--- start DATA FOR THIS TASK ---
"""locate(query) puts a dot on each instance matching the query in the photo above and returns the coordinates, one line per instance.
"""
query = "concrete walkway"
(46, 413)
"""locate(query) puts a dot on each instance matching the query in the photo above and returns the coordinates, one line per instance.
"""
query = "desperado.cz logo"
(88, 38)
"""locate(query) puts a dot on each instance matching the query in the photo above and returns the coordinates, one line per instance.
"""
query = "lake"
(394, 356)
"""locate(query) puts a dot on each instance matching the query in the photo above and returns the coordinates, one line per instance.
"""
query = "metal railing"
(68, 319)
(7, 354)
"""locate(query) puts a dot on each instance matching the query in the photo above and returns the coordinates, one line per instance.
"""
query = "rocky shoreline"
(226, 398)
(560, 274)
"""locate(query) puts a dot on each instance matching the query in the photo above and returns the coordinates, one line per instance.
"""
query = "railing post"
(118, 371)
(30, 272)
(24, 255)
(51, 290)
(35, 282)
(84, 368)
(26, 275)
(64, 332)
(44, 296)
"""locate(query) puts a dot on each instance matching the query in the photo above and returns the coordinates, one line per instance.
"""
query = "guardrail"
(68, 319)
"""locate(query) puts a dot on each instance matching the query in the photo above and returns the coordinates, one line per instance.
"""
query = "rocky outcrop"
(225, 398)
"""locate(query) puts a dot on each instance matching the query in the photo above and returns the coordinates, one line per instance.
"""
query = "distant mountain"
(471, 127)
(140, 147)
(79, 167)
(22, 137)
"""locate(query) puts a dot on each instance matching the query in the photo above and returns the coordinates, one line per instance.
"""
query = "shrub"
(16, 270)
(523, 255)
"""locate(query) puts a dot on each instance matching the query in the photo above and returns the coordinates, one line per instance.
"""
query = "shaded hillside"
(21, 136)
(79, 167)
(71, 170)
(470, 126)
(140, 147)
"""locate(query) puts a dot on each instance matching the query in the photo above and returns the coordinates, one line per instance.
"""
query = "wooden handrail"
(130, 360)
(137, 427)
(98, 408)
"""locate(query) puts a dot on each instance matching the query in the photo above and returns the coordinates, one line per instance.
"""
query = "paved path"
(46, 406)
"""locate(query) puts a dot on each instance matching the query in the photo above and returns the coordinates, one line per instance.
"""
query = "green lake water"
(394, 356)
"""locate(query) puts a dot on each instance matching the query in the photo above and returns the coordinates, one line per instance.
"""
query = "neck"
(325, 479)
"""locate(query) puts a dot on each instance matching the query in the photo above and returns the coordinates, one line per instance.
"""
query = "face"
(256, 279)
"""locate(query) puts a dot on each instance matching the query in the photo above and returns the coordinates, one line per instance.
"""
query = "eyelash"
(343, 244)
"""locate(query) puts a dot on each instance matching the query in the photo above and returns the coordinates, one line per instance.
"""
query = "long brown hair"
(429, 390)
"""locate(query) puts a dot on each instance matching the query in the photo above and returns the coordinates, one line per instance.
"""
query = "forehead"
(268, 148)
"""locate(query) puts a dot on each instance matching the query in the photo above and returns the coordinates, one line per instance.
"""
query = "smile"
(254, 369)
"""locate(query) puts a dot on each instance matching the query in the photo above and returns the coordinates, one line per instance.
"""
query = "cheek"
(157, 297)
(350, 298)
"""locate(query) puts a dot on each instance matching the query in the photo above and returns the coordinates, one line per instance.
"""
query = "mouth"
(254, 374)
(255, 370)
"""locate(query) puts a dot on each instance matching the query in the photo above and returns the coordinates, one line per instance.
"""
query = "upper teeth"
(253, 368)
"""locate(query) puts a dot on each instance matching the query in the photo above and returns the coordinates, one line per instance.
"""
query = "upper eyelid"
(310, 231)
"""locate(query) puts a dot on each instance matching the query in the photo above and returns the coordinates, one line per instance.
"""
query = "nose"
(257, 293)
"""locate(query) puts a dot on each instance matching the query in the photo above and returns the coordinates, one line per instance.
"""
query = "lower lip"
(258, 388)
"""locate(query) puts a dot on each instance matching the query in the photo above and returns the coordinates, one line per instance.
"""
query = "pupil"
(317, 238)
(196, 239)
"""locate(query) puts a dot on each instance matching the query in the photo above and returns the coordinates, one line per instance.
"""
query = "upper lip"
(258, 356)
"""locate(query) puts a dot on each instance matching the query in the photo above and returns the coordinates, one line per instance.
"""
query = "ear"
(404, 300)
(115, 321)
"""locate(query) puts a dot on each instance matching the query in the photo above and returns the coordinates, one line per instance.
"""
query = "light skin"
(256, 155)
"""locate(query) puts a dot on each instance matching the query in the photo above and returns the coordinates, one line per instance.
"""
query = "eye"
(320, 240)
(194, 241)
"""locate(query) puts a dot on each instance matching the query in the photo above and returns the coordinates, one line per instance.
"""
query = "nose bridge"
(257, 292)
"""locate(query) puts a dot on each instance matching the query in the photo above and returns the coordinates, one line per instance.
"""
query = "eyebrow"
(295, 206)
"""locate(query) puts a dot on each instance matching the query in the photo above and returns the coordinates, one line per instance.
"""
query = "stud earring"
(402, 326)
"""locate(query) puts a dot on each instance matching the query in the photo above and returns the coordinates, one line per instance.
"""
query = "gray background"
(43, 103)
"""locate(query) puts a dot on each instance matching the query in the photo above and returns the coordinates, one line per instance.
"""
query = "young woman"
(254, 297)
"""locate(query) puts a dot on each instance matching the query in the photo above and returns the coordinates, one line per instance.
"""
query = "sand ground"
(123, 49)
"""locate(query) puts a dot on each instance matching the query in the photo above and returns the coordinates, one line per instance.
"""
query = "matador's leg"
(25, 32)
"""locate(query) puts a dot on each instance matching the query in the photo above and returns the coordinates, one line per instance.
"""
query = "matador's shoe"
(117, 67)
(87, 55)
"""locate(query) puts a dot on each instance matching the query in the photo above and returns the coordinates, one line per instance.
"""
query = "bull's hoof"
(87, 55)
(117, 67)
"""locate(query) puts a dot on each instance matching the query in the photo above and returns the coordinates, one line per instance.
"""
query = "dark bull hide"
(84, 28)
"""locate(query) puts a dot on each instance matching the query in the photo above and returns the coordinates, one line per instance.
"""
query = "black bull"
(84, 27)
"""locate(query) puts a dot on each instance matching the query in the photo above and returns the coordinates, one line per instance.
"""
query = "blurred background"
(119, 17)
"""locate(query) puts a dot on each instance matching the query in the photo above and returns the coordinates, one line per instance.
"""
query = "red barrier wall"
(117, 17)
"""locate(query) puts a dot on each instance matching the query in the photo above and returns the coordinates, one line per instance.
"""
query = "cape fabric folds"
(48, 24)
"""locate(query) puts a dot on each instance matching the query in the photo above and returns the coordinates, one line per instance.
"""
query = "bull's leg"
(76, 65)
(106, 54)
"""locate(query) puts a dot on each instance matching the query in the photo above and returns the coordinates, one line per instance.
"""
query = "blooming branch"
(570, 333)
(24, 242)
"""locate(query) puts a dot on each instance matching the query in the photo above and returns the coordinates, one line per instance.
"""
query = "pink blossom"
--- end DATA FOR THIS TASK ---
• **GOAL**
Return every line in the rows above that contains the string "railing", counting only matches with the same case.

• **TASK ANSWER**
query = "metal railing"
query = "railing post"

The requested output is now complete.